### Given data
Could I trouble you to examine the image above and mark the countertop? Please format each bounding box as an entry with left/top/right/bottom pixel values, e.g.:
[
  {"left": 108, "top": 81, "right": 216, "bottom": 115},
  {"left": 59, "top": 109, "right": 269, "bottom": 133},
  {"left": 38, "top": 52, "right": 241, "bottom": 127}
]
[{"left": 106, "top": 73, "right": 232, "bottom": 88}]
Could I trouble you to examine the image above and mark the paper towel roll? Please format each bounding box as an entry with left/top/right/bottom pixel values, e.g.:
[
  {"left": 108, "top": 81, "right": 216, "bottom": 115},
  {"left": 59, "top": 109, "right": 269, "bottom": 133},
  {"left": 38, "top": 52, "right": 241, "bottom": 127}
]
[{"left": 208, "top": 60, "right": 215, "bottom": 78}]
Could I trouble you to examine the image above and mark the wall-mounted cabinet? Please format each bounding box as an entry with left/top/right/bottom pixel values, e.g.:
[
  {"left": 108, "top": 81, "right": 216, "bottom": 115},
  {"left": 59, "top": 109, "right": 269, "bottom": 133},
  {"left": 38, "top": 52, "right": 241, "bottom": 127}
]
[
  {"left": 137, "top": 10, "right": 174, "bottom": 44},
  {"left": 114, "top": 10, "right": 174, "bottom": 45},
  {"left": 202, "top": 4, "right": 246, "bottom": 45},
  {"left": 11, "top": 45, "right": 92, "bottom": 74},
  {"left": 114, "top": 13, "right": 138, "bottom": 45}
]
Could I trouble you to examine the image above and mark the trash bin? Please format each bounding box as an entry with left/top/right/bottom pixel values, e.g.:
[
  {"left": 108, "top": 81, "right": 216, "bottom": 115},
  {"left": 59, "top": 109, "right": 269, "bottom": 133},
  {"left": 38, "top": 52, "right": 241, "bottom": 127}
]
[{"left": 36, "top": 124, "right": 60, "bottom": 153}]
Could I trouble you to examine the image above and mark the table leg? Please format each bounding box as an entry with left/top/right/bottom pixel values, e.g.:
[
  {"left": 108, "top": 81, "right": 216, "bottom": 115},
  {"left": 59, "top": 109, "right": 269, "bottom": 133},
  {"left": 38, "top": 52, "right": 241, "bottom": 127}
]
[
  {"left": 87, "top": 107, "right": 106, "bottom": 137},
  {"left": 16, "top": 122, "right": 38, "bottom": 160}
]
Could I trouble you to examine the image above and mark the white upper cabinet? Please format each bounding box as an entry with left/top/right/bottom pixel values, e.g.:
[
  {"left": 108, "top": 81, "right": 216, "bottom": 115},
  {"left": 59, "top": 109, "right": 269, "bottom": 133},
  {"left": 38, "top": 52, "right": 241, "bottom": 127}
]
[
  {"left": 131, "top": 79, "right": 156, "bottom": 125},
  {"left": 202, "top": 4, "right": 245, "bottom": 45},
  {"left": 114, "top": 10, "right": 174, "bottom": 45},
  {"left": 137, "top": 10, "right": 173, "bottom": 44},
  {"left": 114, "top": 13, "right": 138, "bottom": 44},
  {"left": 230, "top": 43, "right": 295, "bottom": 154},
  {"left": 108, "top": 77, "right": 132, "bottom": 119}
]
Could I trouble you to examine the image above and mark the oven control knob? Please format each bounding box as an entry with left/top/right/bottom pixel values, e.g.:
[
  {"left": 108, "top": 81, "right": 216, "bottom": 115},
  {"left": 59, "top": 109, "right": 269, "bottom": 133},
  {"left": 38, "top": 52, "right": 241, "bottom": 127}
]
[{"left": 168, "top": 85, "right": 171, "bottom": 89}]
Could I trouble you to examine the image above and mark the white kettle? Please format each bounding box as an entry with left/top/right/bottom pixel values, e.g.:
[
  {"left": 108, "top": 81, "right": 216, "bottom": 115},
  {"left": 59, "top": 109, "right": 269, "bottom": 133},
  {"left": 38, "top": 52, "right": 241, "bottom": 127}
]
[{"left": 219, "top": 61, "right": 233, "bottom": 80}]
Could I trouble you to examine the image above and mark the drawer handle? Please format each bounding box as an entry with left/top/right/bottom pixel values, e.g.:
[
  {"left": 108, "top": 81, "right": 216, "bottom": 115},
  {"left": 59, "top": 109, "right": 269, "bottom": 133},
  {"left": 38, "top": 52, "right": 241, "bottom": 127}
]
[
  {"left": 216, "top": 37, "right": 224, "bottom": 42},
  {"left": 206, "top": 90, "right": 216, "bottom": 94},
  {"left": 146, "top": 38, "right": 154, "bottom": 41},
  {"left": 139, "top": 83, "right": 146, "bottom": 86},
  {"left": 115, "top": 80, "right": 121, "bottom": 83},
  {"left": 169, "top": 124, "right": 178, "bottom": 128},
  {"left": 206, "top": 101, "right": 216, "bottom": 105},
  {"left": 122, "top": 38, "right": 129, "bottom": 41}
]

### Work order
Report how many lines in the records hold the word "white", giving the number and nothing else.

### Answer
2